* **ЗАДАНИЯ**
#1 Какой силой звука Брамс заканчивает фугато в конце шестой части Реквиема, если верить тексту о Реквиеме Брамса?
#2 Продолжите текст о Реквиеме Брамса, начав сразу после его последнего предложения.

* **ВЫБРАННЫЙ ТЕКСТ**
Один из самых ярких примеров подобного рода содержится в брамсовском Реквиеме. В конце шестой части звучит мощное фугато, но, несмотря на все имеющиеся в нем эпизоды fortissi­mo и все кульминации, композитор завершает его лишь на фор­те. Как-то после концерта ко мне подошел музыкальный критик услышать мои «оправдания»: на его веку я был первым, кто взял на себя труд позаботиться о требуемом уменьшении гром­кости. Всегда приятно, когда такие тонкие моменты не остают-

ся незамеченными; что же касается данного форте, то у него особое назначение. До-мажорное фугато — это не финал Рек­виема. Пытаться здесь сорвать аплодисменты значит допустить, чтобы впечатление от глубоко трогательного начала было ослаблено. Обе последние части следует исполнять без всякой паузы, однако если ступенька перехода между ними, которой является форте в конце шестой части, выбита, то возникает про­вал, а это мешает почувствовать взволнованную трепетность первой фразы заключительной части. С учетом аналогичных соображений необходимо строить и трактовку заключительных тактов первой части Третьей симфонии Бетховена, где важно обеспечить, чтобы два завершающих аккорда по характеру сво­его звучания были подобны тем, с которых начинается часть.

* **СОХРАНЁННЫЕ СТРОКИ**
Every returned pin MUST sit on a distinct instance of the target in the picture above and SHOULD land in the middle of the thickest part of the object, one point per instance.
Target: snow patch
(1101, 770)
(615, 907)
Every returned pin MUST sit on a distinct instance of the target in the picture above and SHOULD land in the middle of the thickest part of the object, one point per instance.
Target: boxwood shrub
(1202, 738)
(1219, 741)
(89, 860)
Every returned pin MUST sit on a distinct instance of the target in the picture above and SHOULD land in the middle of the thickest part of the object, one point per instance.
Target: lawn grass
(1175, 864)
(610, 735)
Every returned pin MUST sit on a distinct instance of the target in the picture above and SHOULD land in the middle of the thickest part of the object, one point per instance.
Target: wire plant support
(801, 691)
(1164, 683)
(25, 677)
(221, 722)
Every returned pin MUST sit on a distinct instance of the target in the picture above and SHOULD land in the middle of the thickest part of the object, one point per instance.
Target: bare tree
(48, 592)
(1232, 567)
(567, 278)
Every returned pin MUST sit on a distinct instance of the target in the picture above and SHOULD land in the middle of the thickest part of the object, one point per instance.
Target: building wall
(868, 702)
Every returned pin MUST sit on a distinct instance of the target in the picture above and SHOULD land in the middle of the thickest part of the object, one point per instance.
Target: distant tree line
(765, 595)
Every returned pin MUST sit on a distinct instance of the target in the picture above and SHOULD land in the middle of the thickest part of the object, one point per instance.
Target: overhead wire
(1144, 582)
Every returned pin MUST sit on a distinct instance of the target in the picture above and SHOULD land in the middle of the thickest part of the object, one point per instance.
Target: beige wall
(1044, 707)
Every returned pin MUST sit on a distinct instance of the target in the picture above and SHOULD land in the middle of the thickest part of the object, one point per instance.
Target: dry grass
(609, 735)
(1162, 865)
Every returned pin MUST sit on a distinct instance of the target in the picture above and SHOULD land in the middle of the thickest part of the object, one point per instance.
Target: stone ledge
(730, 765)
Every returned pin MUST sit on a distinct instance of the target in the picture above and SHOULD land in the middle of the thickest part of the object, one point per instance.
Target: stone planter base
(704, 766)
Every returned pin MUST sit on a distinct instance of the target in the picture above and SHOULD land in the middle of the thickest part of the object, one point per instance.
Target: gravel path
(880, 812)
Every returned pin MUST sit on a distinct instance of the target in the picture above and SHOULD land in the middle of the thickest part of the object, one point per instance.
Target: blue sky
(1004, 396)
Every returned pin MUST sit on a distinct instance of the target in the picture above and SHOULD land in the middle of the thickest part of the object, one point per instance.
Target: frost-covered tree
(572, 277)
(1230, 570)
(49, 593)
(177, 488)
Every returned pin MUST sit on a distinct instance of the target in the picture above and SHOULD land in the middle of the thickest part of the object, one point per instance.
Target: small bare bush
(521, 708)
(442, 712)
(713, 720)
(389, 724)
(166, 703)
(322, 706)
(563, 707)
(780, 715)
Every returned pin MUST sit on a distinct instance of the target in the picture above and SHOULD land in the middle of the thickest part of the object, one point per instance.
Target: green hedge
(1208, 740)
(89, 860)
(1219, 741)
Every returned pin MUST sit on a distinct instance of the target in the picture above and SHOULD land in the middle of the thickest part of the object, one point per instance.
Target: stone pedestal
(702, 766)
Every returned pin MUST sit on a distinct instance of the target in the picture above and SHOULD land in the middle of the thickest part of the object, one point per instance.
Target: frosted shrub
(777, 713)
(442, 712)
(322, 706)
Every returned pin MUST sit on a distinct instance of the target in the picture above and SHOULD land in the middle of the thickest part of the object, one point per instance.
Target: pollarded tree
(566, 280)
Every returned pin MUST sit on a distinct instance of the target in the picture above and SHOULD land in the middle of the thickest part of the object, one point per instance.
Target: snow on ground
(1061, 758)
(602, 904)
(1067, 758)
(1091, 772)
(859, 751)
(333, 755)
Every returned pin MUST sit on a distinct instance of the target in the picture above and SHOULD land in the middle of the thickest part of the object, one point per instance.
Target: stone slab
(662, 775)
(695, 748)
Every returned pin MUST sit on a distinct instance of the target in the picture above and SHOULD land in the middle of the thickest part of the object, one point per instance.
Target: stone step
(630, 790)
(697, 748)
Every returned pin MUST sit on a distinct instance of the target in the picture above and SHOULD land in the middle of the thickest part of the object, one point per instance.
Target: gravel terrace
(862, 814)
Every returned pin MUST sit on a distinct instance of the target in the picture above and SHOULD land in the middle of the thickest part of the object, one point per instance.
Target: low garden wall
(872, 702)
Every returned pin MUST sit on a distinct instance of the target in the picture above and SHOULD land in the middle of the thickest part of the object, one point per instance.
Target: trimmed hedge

* **ОТВЕТЫ**
#1 Только на форте, хотя в самом фугато есть места fortissimo и кульминации.

#2
Цель любого изменения состава оркестра — будь то удвое­ние деревянных духовых или сокращение струнных — добиться надлежащего динамического баланса. Один весьма вдумчивый и тонко чувствующий музыку дирижер исполнял Первую сим­фонию Бетховена, не сокращая количества струнных (что пы­тался делать и я) и удваивая дерево (чего я не делал). По-видимому, он хотел придать симфонии более монументальный характер. Я не берусь на основании рецензий судить о том, как это отразилось на свойственной данной музыке жизнерадостно­сти, но со своей стороны отмечу, что группу басовых струнных я не сокращал лишь в первом из четырех повторений, посколь­ку, как сразу же обнаружилось, быстрые пассажи в сонатном allegro и финале звучали «грязно», когда их исполняли восемь контрабасов и одиннадцать виолончелей. Еще один вопрос: ка­ким способом струнным лучше всего сыграть аккорды из трех нот? Ответ опять же зависит от подхода к сочинению в целом. В случаях, когда в общем контексте предпочтительна короткая, резкая атака, лучший способ — divisi; но если желательны бо­лее мягкие или даже ломаные аккорды, то тогда каждый ис­полнитель должен сам играть все три ноты.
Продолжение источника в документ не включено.